#### [SHORT EXERCISE]
Reproduce verbatim the lines of the listing below, from the line containing "the snow slope" up to and including the line containing "pixel 186 339".

** start AVAILABLE RECORDS **

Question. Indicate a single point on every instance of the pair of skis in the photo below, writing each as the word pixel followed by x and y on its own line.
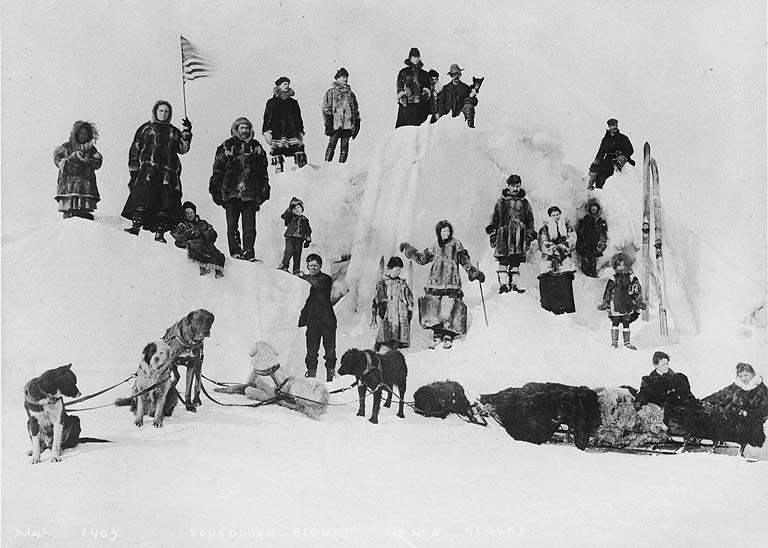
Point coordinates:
pixel 651 195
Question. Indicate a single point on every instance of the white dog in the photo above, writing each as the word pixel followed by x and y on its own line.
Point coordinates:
pixel 305 395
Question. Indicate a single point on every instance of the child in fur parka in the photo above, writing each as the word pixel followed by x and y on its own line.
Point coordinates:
pixel 78 160
pixel 623 298
pixel 298 234
pixel 197 237
pixel 341 115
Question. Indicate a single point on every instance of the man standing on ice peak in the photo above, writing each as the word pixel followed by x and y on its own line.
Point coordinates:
pixel 413 90
pixel 240 184
pixel 615 151
pixel 511 232
pixel 455 95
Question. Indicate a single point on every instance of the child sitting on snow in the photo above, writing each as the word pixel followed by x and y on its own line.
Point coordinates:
pixel 197 236
pixel 297 234
pixel 623 298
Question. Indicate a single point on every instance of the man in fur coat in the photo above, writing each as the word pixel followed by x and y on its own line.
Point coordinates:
pixel 240 184
pixel 283 127
pixel 442 309
pixel 557 240
pixel 511 232
pixel 413 91
pixel 341 115
pixel 455 95
pixel 197 237
pixel 591 238
pixel 615 151
pixel 154 202
pixel 78 160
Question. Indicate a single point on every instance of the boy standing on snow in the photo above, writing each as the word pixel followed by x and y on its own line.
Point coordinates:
pixel 319 318
pixel 623 298
pixel 511 232
pixel 297 234
pixel 341 115
pixel 283 127
pixel 394 305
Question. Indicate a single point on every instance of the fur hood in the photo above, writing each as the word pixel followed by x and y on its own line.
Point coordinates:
pixel 241 120
pixel 154 112
pixel 506 193
pixel 94 134
pixel 277 92
pixel 756 381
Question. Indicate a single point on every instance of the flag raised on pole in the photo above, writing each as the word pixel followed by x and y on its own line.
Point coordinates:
pixel 194 64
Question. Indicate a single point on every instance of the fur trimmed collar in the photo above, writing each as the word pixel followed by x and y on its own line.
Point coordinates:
pixel 280 94
pixel 756 381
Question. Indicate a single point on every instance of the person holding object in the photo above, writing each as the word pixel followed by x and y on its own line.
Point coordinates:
pixel 78 160
pixel 442 309
pixel 154 202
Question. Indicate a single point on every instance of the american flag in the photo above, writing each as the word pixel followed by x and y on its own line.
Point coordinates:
pixel 193 63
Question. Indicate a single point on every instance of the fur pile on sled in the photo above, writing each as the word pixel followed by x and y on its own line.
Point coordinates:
pixel 307 396
pixel 535 412
pixel 622 426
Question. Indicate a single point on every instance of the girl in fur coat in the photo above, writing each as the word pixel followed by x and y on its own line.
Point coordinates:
pixel 198 236
pixel 78 160
pixel 341 115
pixel 442 309
pixel 623 298
pixel 394 305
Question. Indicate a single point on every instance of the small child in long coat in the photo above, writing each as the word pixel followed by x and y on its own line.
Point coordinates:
pixel 197 237
pixel 297 234
pixel 394 305
pixel 623 298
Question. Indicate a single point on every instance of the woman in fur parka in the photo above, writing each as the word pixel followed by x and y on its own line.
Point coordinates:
pixel 154 202
pixel 283 127
pixel 341 116
pixel 78 160
pixel 442 309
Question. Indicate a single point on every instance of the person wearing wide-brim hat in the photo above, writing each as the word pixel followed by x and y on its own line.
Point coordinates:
pixel 413 89
pixel 455 94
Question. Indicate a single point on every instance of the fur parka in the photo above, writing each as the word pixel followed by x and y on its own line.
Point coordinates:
pixel 340 105
pixel 512 223
pixel 240 169
pixel 77 162
pixel 394 294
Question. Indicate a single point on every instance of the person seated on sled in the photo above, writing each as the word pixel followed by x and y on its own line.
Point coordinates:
pixel 735 413
pixel 442 309
pixel 664 387
pixel 615 151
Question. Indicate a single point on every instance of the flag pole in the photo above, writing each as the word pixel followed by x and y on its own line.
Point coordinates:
pixel 183 79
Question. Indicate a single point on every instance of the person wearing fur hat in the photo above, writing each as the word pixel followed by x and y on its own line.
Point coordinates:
pixel 240 184
pixel 511 232
pixel 455 95
pixel 442 309
pixel 154 202
pixel 197 237
pixel 298 234
pixel 341 115
pixel 623 299
pixel 615 151
pixel 283 127
pixel 413 91
pixel 78 160
pixel 591 238
pixel 557 240
pixel 393 303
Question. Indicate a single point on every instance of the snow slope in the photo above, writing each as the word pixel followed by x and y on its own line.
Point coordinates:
pixel 89 294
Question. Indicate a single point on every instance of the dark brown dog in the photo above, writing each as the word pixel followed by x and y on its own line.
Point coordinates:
pixel 48 424
pixel 376 372
pixel 186 339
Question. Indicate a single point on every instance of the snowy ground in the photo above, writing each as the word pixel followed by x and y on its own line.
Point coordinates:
pixel 89 294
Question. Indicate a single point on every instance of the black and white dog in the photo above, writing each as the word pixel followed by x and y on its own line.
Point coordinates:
pixel 48 424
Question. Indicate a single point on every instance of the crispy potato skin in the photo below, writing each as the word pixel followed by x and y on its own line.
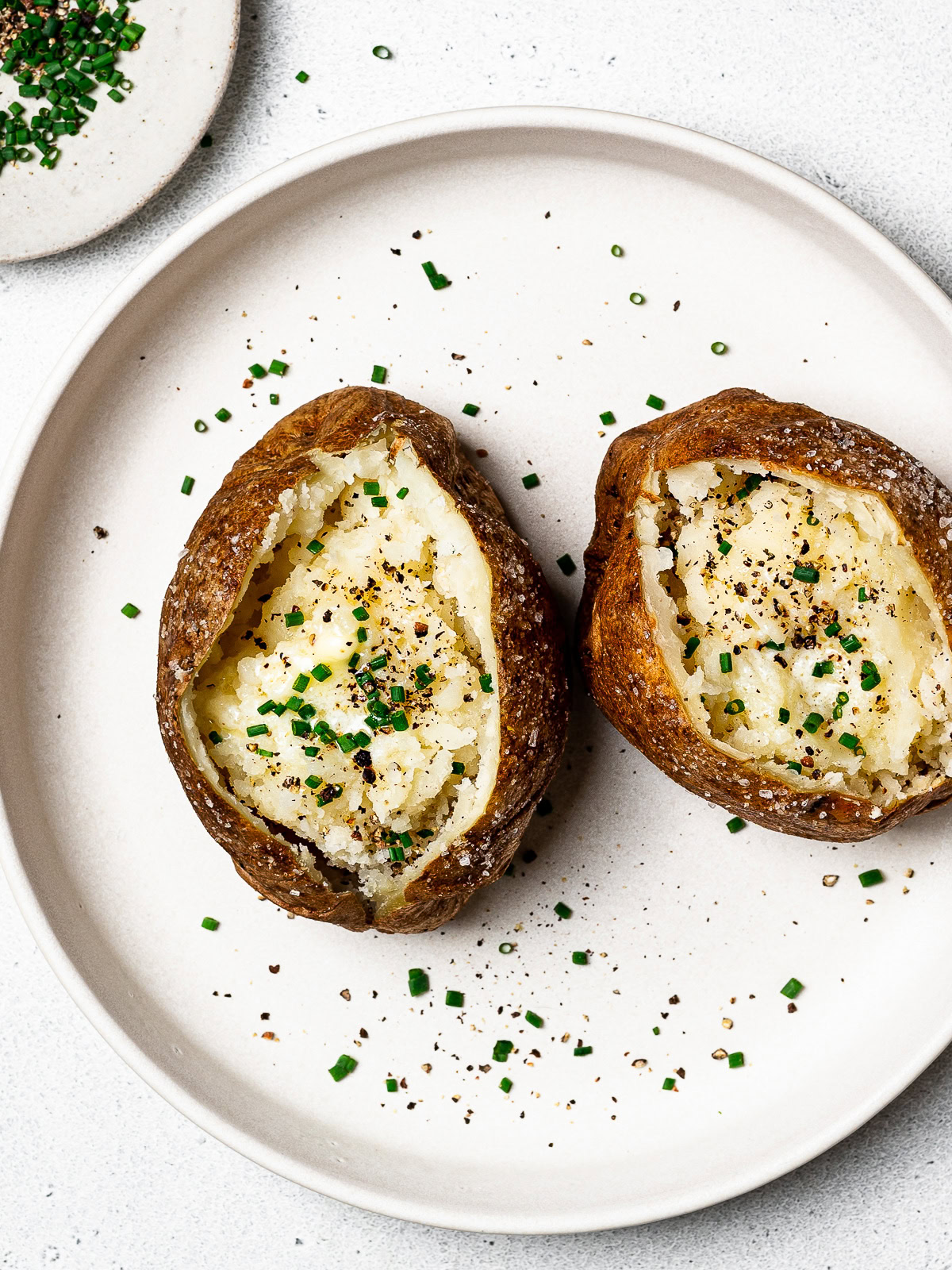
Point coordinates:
pixel 625 670
pixel 531 681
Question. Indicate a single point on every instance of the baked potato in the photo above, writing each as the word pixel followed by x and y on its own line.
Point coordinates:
pixel 766 614
pixel 362 675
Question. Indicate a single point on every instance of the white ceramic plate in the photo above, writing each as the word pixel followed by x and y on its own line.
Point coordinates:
pixel 127 150
pixel 114 873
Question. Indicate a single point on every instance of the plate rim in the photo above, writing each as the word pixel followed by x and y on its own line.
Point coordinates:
pixel 476 120
pixel 162 182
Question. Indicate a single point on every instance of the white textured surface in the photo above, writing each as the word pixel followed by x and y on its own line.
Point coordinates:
pixel 97 1170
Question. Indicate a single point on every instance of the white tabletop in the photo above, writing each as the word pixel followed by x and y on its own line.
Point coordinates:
pixel 97 1172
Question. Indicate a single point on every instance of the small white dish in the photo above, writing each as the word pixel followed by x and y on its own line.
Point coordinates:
pixel 520 207
pixel 127 150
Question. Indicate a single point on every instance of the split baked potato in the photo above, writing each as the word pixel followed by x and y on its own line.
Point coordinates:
pixel 766 614
pixel 362 675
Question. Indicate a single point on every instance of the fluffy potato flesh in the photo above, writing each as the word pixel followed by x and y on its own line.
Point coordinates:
pixel 351 702
pixel 799 628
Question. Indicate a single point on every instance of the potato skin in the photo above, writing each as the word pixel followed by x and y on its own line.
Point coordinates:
pixel 625 670
pixel 532 667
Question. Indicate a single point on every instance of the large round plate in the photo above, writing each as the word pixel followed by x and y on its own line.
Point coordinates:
pixel 129 150
pixel 520 209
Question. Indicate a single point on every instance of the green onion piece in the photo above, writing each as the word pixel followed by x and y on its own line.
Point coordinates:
pixel 871 878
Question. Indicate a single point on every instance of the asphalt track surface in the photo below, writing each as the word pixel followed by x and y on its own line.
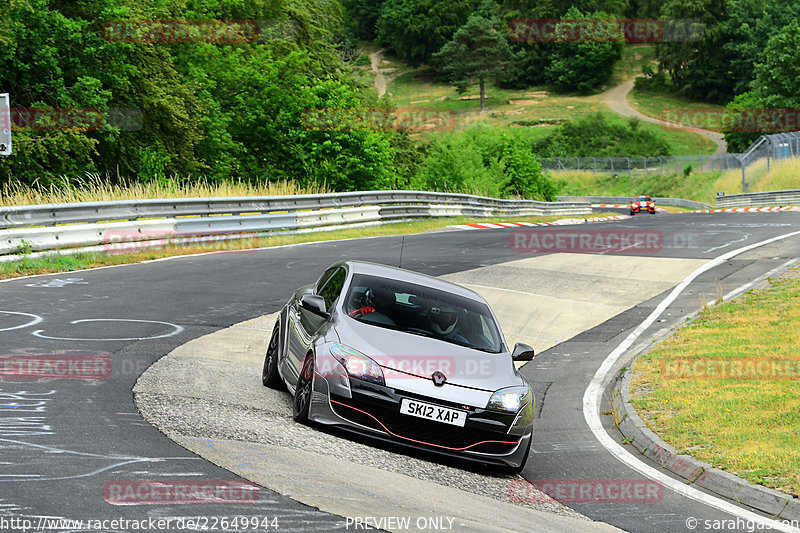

** end AVAILABLE RECORDS **

#### [WRITTEN REPLY]
Question. Indicate a single point on every instance of the snow slope in the photo above, writing each as the word pixel followed by x and y on its own line.
Point coordinates:
pixel 89 294
Question. Indicate a single point on every instance of the dark brown dog in the photo above, writing each as the word pixel followed by x and y on its own line.
Point coordinates:
pixel 48 424
pixel 376 372
pixel 186 339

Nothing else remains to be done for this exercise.